-- START Provided material --

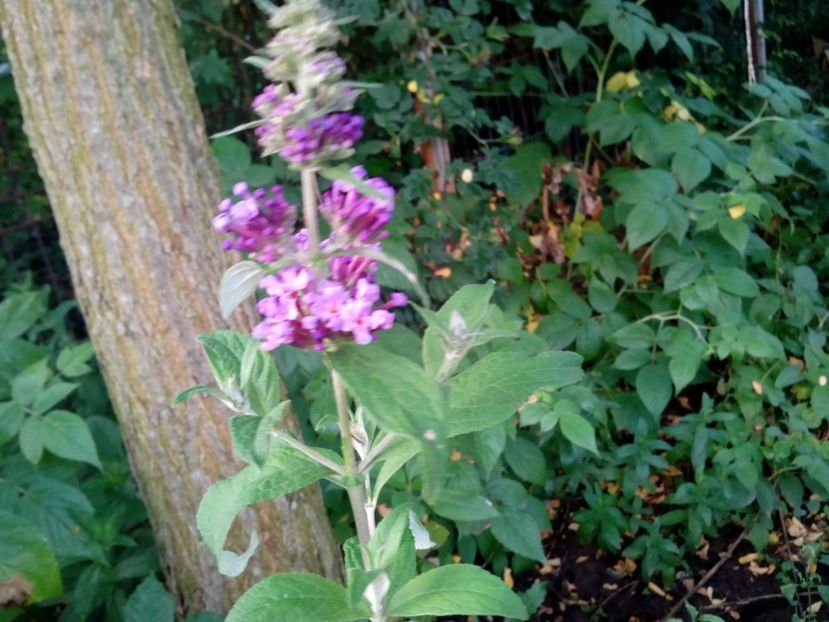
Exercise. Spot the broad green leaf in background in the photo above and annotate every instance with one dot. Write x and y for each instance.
(519, 533)
(28, 384)
(296, 597)
(150, 601)
(25, 552)
(463, 506)
(526, 460)
(691, 167)
(644, 223)
(524, 171)
(73, 361)
(19, 312)
(51, 395)
(653, 384)
(578, 430)
(491, 390)
(67, 435)
(458, 589)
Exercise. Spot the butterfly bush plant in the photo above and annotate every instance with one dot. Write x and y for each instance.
(474, 371)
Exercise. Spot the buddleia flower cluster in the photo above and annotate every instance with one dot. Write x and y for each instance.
(313, 297)
(306, 111)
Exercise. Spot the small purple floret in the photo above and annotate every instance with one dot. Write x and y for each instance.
(258, 223)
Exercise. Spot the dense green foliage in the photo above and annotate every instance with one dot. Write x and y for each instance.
(75, 538)
(632, 202)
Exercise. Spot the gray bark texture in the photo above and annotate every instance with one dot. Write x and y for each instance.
(112, 117)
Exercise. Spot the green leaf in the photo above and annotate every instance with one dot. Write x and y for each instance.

-- END Provided material --

- _Task to complete_
Convert the lines above into a numbered list, omitting any blank lines and leaving out the pictures.

- _Exercise solution_
1. Exercise. Spot the broad green leaf in background in the photo above and annotate every instance with one dot. Write x and y for each instance.
2. (519, 533)
3. (28, 384)
4. (296, 597)
5. (150, 601)
6. (25, 552)
7. (463, 506)
8. (526, 460)
9. (691, 167)
10. (644, 223)
11. (524, 171)
12. (73, 361)
13. (19, 312)
14. (51, 395)
15. (653, 384)
16. (578, 430)
17. (491, 390)
18. (67, 435)
19. (458, 589)
20. Exercise. Spot the butterfly bush plant in the photo above and annotate every instance with one dot. Write x and y for each instance.
21. (474, 371)
22. Exercise. Spot the buddleia flower cluster in the photo above and annotate every instance with one dot. Write x and y for each instance.
23. (313, 297)
24. (306, 111)
25. Exercise. Spot the small purple floret in the photo above and annotate every instance with one dot. Write x and y for each instance.
26. (258, 223)
27. Exercise. Spot the dense green foliage in the photo above and annotate every instance with one dot. Write x and y for each instance.
28. (75, 538)
29. (632, 202)
30. Exercise. Spot the gray bark texture in the photo above and annotate every instance with one dot. Write x and y for each instance.
31. (112, 117)
32. Exercise. Spot the green leaf in the photo above and annotate every instance with one dot. Write x and y for each instance.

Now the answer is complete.